— BEGIN Exercise inputs —

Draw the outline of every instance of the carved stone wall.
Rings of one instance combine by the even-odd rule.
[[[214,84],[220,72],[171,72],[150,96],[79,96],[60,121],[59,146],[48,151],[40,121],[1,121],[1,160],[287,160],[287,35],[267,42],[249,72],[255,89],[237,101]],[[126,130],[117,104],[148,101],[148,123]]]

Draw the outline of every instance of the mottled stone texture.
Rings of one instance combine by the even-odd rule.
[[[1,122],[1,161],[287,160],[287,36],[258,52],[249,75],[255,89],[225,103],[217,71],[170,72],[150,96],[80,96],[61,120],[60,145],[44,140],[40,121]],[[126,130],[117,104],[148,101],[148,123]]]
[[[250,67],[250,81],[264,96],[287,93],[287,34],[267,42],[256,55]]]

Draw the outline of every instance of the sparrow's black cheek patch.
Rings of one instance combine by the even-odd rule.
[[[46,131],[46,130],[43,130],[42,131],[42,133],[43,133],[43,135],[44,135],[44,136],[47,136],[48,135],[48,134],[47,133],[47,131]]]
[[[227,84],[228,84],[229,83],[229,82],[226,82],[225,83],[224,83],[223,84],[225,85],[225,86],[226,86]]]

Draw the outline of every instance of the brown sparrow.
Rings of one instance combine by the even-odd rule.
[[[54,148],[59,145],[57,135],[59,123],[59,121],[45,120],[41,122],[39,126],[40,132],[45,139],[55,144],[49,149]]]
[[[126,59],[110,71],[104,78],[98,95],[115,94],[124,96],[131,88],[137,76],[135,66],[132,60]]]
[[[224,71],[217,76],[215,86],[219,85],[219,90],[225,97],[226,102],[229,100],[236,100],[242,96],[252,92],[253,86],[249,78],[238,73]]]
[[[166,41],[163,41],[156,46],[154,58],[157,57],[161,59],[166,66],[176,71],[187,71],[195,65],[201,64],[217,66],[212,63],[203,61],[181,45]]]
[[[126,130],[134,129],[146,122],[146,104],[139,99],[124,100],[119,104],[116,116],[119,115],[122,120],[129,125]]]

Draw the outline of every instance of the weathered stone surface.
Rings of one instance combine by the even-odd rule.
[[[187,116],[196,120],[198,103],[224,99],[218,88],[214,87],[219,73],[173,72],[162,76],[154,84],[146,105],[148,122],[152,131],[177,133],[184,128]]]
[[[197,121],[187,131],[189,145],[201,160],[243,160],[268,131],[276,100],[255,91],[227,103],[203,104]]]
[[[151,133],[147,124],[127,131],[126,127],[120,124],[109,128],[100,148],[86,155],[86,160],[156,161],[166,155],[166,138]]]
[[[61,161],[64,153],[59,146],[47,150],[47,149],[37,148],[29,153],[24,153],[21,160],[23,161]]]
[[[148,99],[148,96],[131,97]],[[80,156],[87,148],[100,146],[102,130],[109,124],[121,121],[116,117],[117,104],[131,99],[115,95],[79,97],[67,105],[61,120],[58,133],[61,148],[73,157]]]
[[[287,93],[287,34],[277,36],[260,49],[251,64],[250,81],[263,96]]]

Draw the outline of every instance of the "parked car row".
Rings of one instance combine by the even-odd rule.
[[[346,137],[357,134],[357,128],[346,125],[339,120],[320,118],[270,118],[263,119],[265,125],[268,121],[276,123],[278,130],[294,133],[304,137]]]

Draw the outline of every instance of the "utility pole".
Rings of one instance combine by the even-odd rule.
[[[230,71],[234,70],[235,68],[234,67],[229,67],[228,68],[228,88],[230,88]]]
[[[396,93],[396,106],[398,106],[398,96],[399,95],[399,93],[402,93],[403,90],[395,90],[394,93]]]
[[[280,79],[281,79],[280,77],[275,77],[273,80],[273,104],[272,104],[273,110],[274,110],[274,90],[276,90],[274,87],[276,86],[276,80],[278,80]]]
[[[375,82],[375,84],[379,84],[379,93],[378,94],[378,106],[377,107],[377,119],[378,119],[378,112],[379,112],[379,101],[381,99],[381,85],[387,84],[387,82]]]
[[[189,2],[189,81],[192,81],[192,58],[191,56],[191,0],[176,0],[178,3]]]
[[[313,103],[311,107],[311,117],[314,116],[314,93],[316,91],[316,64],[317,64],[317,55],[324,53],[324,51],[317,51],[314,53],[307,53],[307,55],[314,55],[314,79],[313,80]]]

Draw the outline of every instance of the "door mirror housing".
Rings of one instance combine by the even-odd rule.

— END Exercise inputs —

Which lines in the entries above contain the string "stone"? Pick out each one and copy it in full, treating case as significant.

> _Task result_:
Draw the outline of every instance of the carved stone wall.
Draw the outline of every instance of the mottled stone texture.
Draw the outline of every instance of the weathered stone surface.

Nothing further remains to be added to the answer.